━━━ ИСХОДНЫЙ ТЕКСТ ━━━

Я не производственник, но я ничего не имею против производственников. Некоторые режиссеры могут снимать в год по четыре фильма. Я им даже завидую.
Кроме кино я занимаюсь еще и киношколой. Школа отнимает у меня даже не время — она лишает меня одиночества. Ощущение праздности необходимо пишущему человеку. Школа не позволяет мне быть праздным. Александр Моисеевич Пятигорский говорил, что человек — праздное животное. И, в принципе, еще и потому, что я грузин, я люблю эту праздность. А у меня ее как будто бы и нет. Праздность — это метафизическое «ничегонеделание». Я был недавно в Барселоне. На улице перед кафе в сиесту сидят загорелые мужчины. Мимо проходит девушка, и они ей хлопают. Они к ней даже не цепляются, она им не нужна. Я смотрел на них и думал: «Может быть, и я должен быть таким же! Сидеть среди них и ничего не делать. Пить себе вино и хлопать мимо проходящим девушкам. А я вместо этого занят делом».
В «Маленьком принце» есть человек, который все время занят делом. Все время что-то считает. А на самом деле — он не человек, он гриб. Так говорит Маленький принц. Это очень важно — не стать деловым человеком. Я этого очень боюсь, потому что в кино много всего от «дела». Есть еще такое слово «делец». Ты начинаешь хлопотать, то да се, и тихо и мирно в тебе что-то умирает. Так, что ты и не замечаешь. Что-то такое случилось с Блоком. У меня есть граница: иногда я вдруг ловлю себя на том, что слишком много занимаюсь делами, и тут же все бросаю к чертям. Слава богу, пока я это чувствую.
У меня нет никакого особого опыта взаимоотношений с киноиндустрией — ни негативного, ни позитивного. Но как-то я с ней все же взаимодействую. Есть киношколы в Москве и Санкт-Петербурге. Многие наши выпускники уже снимают кино. Они особые, своевольные, и я надеюсь, что они приносят свой внутренний хаос и, соответственно, приносят жизнь, именно то, в чем так сильно нуждается любая индустрия. Когда мы с Геннадием Костровым создавали киношколу, нам часто задавали этот ужасный стандартный вопрос: «Кем станет ваш выпускник?» Мы отвечали: «Никем», — подчеркивая тем самым, что мы играем в другую игру. И эта игра уже дает результаты. Сейчас наши выпускники снимают свои первые полнометражные фильмы. Мария Игнатенко представила «Город уснул» в Берлине. Уже готовы фильмы у Веты Гераськиной и Исмаила Сафарали, готовятся к сьемкам Игорь Поплаухин и Лена Ланских.

━━━

### ЗАДАНИЯ
a) Ответьте на вопросы по тексту о праздности и киношколе:
(i) В каком городе автор недавно побывал?
(ii) Кем, по словам Маленького принца, на самом деле является человек, который все время занят делом?
(iii) Где Мария Игнатенко представила фильм «Город уснул»?
b) Отредактируйте фрагмент текста о праздности и киношколе, начиная со слов «У меня нет никакого» и далее вплоть до слов «и Лена Ланских.»: приведите его заново, заменив «хаос» на «беспорядок».
c) Продолжите текст о праздности и киношколе с того места, на котором он заканчивается.

━━━ ЗАПИСИ ━━━

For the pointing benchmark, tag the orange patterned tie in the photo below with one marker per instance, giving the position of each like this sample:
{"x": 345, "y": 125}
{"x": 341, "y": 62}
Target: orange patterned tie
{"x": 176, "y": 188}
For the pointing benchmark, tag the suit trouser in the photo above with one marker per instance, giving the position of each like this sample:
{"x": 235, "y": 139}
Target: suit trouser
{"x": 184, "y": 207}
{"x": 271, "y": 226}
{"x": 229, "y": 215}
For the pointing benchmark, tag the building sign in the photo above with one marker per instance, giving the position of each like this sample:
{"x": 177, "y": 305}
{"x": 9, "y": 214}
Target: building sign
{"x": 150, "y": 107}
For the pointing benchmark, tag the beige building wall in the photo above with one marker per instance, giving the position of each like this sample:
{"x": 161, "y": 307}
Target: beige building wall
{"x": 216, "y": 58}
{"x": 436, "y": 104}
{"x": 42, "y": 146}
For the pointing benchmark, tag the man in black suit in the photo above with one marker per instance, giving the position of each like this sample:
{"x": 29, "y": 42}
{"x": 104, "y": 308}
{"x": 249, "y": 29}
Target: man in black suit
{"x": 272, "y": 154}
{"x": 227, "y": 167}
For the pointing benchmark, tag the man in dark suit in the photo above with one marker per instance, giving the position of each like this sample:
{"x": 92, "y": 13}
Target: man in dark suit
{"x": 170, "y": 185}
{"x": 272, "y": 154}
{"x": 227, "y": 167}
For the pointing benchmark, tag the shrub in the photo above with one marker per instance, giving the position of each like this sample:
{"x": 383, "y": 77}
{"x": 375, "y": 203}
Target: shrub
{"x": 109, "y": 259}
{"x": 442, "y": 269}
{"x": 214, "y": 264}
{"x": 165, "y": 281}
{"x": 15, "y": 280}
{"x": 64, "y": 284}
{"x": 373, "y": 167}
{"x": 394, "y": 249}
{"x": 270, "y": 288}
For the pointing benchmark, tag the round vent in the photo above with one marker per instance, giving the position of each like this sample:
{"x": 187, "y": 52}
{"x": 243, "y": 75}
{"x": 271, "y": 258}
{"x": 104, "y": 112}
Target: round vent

━━━

### ОТВЕТЫ К ЗАДАНИЯМ
a)
(i) В Барселоне.
(ii) Грибом.
(iii) В Берлине.

b)
У меня нет никакого особого опыта взаимоотношений с киноиндустрией — ни негативного, ни позитивного. Но как-то я с ней все же взаимодействую. Есть киношколы в Москве и Санкт-Петербурге. Многие наши выпускники уже снимают кино. Они особые, своевольные, и я надеюсь, что они приносят свой внутренний беспорядок и, соответственно, приносят жизнь, именно то, в чем так сильно нуждается любая индустрия. Когда мы с Геннадием Костровым создавали киношколу, нам часто задавали этот ужасный стандартный вопрос: «Кем станет ваш выпускник?» Мы отвечали: «Никем», — подчеркивая тем самым, что мы играем в другую игру. И эта игра уже дает результаты. Сейчас наши выпускники снимают свои первые полнометражные фильмы. Мария Игнатенко представила «Город уснул» в Берлине. Уже готовы фильмы у Веты Гераськиной и Исмаила Сафарали, готовятся к сьемкам Игорь Поплаухин и Лена Ланских.

c)
Кино — специфический вид искусства. Оно не в такой степени зависит от автора, как, скажем, живопись, музыка, литература или даже театр. Писатель складывает слова. Три слова, сложенные в одну строчку, начинают тереться друг о друга, и эта энергия трения и есть литература. Когда Бродский говорил о ком-то «сильный поэт», он имел в виду эту диффузию слов. Так происходит во всех видах искусства, кроме кино. Кино — искусство фотографическое, где ты имеешь дело с реальностью, и оно в большей степени зависит от реальности, чем другие искусства. И, конечно же, в кино тоже есть предложения, они составлены из кадров или из сцен, и кадры так же, как и слова, трутся друг о друга и производят то самое свечение, известное нам, к примеру, из фильмов Брессона или Пазолини. Однако в кино есть еще одна составляющая — реальное человеческое лицо, реальная осанка, реальный ландшафт. Лица и предметы имеют свою, не зависящую от автора экзистенцию, и автор не просто изобретает в фильме свой мир — он полагается на лица, на предметы, на ландшафты, и, чтобы его фильм состоялся, должно произойти совпадение его внутреннего ритма, его интенции и внешнего мира. Отсюда выбор лица (актера) и ландшафта в кино имеет ключевое значение и является одним из основных профессиональных навыков режиссера. В кино мы видим реальное дерево, реальный дом. Мы его не строим, а даже если и строим, когда, скажем, воссоздаем другую эпоху, мы его не придумываем, а реконструируем по фотографиям. В кино очень важно выстроить свои взаимоотношения с реальностью, найти свой способ ее фиксации. Кино — это искусство реальности, и ее фиксация тут равна свечению. Вот сцены раннего Фассбиндера прямо светятся, фасцинируют нас. Посмотрите фильм «Отчего рехнулся господин Р.?» или «Катцельмахер». Или всего Германа. Когда смотришь Германа, не можешь отделаться от ощущения темного свечения, которое исходит от его фильмов. Это свечение лежит за пределами содержания, оно в способе фиксации жизни. И вот как будто бы в кино, кроме того как рассказывать истории, еще нужно изобрести свой способ взаимоотношения с реальностью.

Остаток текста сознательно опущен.